### TASK
Instruction for the data below: set down exactly the lines from the line with "x=626 y=343" to the line with "Query: green leaf", inclusive, and no others.

[Referring expression pointing data]

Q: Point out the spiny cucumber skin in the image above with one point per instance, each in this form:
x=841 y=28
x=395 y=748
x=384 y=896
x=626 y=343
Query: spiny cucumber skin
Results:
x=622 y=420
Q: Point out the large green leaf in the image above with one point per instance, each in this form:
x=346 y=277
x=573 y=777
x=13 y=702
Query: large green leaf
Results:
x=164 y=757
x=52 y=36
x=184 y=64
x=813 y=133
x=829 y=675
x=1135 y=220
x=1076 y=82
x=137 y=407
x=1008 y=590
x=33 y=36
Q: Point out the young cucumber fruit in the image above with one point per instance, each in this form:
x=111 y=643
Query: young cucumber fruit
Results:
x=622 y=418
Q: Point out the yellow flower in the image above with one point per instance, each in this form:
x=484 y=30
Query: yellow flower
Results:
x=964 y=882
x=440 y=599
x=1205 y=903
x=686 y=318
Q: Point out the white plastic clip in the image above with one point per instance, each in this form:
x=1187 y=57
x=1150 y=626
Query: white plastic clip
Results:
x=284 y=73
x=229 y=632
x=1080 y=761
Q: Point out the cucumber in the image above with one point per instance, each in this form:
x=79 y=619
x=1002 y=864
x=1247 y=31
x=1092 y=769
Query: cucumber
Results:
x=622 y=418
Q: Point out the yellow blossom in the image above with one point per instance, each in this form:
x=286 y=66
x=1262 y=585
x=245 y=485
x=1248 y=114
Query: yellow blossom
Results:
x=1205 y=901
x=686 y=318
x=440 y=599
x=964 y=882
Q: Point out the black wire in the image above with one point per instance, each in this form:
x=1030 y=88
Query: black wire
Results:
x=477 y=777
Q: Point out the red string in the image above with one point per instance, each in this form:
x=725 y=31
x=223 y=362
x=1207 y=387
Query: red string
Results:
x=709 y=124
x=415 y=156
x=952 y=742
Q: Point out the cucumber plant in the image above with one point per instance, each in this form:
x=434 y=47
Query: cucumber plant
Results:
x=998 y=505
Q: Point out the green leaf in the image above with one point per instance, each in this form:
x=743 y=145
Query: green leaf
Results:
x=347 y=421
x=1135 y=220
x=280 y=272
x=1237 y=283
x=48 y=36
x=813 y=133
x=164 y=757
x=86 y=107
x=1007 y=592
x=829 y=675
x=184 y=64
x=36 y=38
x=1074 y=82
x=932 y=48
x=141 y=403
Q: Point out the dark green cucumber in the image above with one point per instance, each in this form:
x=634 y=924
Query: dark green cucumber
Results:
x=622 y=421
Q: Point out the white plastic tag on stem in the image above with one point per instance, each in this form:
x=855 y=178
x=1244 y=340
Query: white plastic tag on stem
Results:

### COMPLETED TASK
x=626 y=343
Query: spiny cucumber skin
Results:
x=622 y=420
Q: Point out the large green leaf in the image above with one point per instance, each in this form:
x=346 y=277
x=573 y=777
x=13 y=702
Query: large green leaf
Results:
x=164 y=757
x=52 y=36
x=184 y=64
x=813 y=133
x=829 y=675
x=1135 y=220
x=1076 y=82
x=137 y=407
x=1008 y=590
x=33 y=36
Q: Point out the young cucumber fruit in the image above with one point per instance, each in this form:
x=111 y=643
Query: young cucumber fruit
Results:
x=622 y=418
Q: Point out the yellow flower in the image above with one point per instance, each in this form:
x=484 y=30
Query: yellow flower
Results:
x=964 y=882
x=440 y=599
x=1205 y=903
x=686 y=318
Q: Point out the white plastic clip in the image above with one point per instance, each in this form:
x=1187 y=57
x=1150 y=626
Query: white plastic clip
Results:
x=284 y=73
x=229 y=632
x=1080 y=761
Q: Point out the cucumber in the image above with one point per instance, each in this form:
x=79 y=619
x=1002 y=864
x=1247 y=31
x=1092 y=769
Query: cucumber
Results:
x=622 y=418
Q: Point out the yellow blossom in the image above with one point per instance, each in this form:
x=286 y=66
x=1262 y=585
x=245 y=485
x=1248 y=114
Query: yellow blossom
Results:
x=1205 y=901
x=686 y=318
x=440 y=599
x=964 y=882
Q: Point out the black wire in the image above with one point per instance, each in this form:
x=1030 y=88
Query: black wire
Results:
x=477 y=777
Q: Point out the red string in the image above with one point per instance, each in this form:
x=725 y=31
x=223 y=362
x=1207 y=387
Query: red string
Results:
x=709 y=124
x=415 y=156
x=952 y=742
Q: Point out the cucumber plant in the image above with one point per instance, each in this form:
x=434 y=47
Query: cucumber plant
Results:
x=998 y=505
Q: Point out the green leaf in the image above with one point per instance, each in this form:
x=743 y=145
Query: green leaf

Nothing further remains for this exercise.